**TEXT UNDER STUDY**
——
The ship has a displacement of 450 tons. It has an overall length of 44 meters, a width of 10 meters, and a draft of 2 meters. Pyhäranta is powered by two diesel engines and two propellers for 1500 horsepower and a maximum speed of 10 knots. It is armed with two .60 caliber Sako anti-aircraft guns and a single 12.7 mm machine gun. 50 naval mines are on board and there are 100 meters of minelaying rails along the deck. Additionally, it has a 15-ton electrohydraulic crane forward and a 1.2-ton crane to the rear, and its hull is capable of light icebreaking. The ship can also embark two trucks from its bow or stern ramps.

== History ==
The Finnish Navy placed an order for Pyhäranta and the other two Pansio-class ships, Pansio and Porkkala, from the Olkiluoto Shipyard in May 1990. The ship was commissioned on 26 April 1992 as a multi-role ship; it was intended to act as a minelayer, pollution control ship, landing ship, and supply ship for Coastal Artillery installations.

In May 2015, Atlas Elektronik Finland received a contract to perform a mid-life refit of all three Pansio-class minelayers. Pyhäranta was updated at the Uki Workboat shipyard, receiving new systems and minelaying equipment, as well as maintenance of all old systems. It was the last of the three ships in the refit to be completed, and was handed over to the navy in December 2017.
——
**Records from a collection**
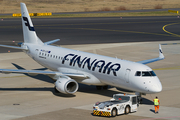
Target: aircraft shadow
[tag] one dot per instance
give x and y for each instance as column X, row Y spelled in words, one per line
column 41, row 77
column 92, row 89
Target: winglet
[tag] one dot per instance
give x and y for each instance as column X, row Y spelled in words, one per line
column 161, row 56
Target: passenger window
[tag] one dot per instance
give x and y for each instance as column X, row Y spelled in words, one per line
column 134, row 100
column 152, row 73
column 138, row 73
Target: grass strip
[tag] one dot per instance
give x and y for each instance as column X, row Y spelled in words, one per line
column 125, row 14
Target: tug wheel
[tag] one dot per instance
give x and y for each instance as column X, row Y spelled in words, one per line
column 127, row 110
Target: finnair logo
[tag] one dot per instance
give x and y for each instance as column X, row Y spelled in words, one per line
column 27, row 24
column 86, row 62
column 160, row 51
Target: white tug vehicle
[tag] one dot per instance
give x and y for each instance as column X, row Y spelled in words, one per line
column 119, row 104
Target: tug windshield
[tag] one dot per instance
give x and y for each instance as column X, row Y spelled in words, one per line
column 121, row 98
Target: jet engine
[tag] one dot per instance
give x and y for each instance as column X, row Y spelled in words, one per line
column 66, row 86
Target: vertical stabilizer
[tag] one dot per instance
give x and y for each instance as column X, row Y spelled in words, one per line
column 28, row 29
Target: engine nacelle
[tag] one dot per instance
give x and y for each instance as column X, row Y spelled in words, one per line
column 67, row 86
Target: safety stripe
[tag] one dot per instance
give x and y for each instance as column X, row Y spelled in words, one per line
column 101, row 113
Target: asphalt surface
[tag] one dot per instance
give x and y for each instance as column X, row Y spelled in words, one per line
column 73, row 31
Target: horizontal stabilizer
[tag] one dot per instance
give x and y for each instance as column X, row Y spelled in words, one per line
column 161, row 57
column 51, row 42
column 14, row 47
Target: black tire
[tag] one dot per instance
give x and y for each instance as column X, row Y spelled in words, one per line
column 127, row 110
column 55, row 90
column 113, row 112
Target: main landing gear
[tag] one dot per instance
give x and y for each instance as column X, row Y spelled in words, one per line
column 100, row 87
column 139, row 97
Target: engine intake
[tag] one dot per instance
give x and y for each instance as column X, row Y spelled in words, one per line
column 67, row 86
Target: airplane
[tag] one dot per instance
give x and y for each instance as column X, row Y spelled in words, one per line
column 70, row 67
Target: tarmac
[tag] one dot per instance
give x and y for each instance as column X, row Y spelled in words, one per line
column 25, row 97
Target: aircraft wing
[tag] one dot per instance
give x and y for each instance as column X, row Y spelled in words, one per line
column 51, row 42
column 14, row 47
column 51, row 73
column 161, row 57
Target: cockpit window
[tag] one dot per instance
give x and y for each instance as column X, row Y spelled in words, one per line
column 138, row 73
column 152, row 73
column 145, row 73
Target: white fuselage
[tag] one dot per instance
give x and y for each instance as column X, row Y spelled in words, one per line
column 102, row 70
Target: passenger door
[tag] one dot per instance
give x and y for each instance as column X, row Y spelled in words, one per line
column 134, row 104
column 126, row 77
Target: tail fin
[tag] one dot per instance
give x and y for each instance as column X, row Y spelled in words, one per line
column 28, row 28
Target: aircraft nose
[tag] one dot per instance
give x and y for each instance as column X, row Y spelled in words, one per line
column 157, row 86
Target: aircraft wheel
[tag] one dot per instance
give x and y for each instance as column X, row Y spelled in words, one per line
column 113, row 112
column 127, row 110
column 56, row 91
column 98, row 87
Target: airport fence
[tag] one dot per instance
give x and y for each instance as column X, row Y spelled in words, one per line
column 32, row 14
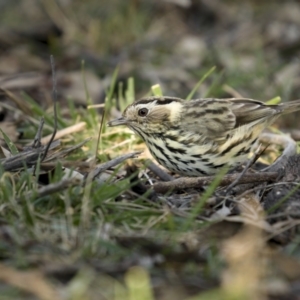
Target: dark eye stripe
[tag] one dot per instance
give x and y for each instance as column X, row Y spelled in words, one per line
column 159, row 100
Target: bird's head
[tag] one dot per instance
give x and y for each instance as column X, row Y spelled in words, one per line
column 150, row 115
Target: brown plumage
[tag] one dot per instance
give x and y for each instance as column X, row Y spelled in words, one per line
column 198, row 137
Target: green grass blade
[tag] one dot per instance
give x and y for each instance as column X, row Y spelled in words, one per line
column 13, row 149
——
**TASK 1**
In the Pyhäranta text, copy out the words from "The ship has" to "or stern ramps.".
**TASK 2**
According to the Pyhäranta text, at which shipyard did the ship receive its mid-life refit?
**TASK 3**
Pick up the Pyhäranta text again after its final sentence and keep writing.

**EXERCISE RESPONSE 1**
The ship has a displacement of 450 tons. It has an overall length of 44 meters, a width of 10 meters, and a draft of 2 meters. Pyhäranta is powered by two diesel engines and two propellers for 1500 horsepower and a maximum speed of 10 knots. It is armed with two .60 caliber Sako anti-aircraft guns and a single 12.7 mm machine gun. 50 naval mines are on board and there are 100 meters of minelaying rails along the deck. Additionally, it has a 15-ton electrohydraulic crane forward and a 1.2-ton crane to the rear, and its hull is capable of light icebreaking. The ship can also embark two trucks from its bow or stern ramps.

**EXERCISE RESPONSE 2**
The Uki Workboat shipyard.

**EXERCISE RESPONSE 3**
=== Grounding ===
On 24 August 2022, Pyhäranta was participating in live fire exercises with the Coastal Fleet, towing a floating target device behind. While retrieving the device, the ship ran aground off the island Örö. The grounding led to minor damage of the ship's bow, as well as some flooding in the front of the ship. However, the crew was able to contain the damage, and no oil or other environmental contaminants were leaked. The crew was moved to another ship for safety reasons, and the ship was inspected by navy divers in preparation for freeing it from the seabed. Additionally, the Border Guard oil spill response vessel Halli and offshore patrol craft were dispatched to monitor the ship for any environmental risks.